::: KUTIPAN DOKUMEN :::

لاَ ثَوَابَ اِلاَّ بِنِيَّةٍِ ”Tidak ada ganjaran pahala tanpa adanya niat”
Kaidah ini merupakan sebuah penjelasan yang
cukup jelas mengenai perbedaan antara amal perbuatan yang mengharapkan wajah
Allah SWT dan pahala dariNya, dan amal perbuatan yang tidak bermaksud demikian,
walau nampaknya perbuatan itu adalah ketaatan dan ibadah. Sehingga posisi niat
merupakan suatu yang bersifat ḍarūrī (penting) dalam setiap amalan,
walau amalan wajib sekalipun. Misalnya, seorang suami yang memberi nafkah
kepada anak dan istrinya yang wājib hukumnya dalam syari’at, apabila hal
itu diniatkan sebagai ibadah untuk mendapatkan ganjaran dan keridaan Allah SWT
maka ia akan mendapatkannya, namun jika hanya sekedar untuk memenuhi kewajiban
sebagai seorang suami tanpa adanya niat taqarrub kepada Allah SWT maka
ia tidak mendapatkan pahala dari Allah SWT.

::: BAHAN YANG TERSEDIA :::

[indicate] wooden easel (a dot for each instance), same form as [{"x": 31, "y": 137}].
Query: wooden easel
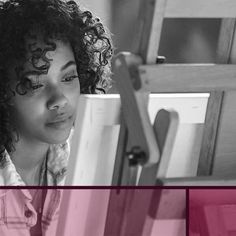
[{"x": 137, "y": 74}]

:::

▶ _DAFTAR TUGAS_:
1. Ringkaslah kutipan dokumen dalam dua kalimat.
2. Contoh amalan wajib apa yang disebutkan dalam kutipan dokumen?

▶ _JAWABAN BERURUTAN_:
1. Kaidah "Tidak ada ganjaran pahala tanpa adanya niat" menjelaskan perbedaan antara amal yang mengharapkan wajah Allah SWT dan pahala-Nya dengan amal yang tidak bermaksud demikian, walaupun amal itu tampak sebagai ketaatan dan ibadah. Karena itu, niat bersifat penting dalam setiap amalan, termasuk amalan wajib: seorang suami yang menafkahi anak dan istrinya mendapatkan ganjaran jika meniatkannya sebagai ibadah, tetapi tidak mendapatkan pahala jika hanya sekadar memenuhi kewajiban tanpa niat taqarrub kepada Allah SWT.

2. Seorang suami yang memberi nafkah kepada anak dan istrinya.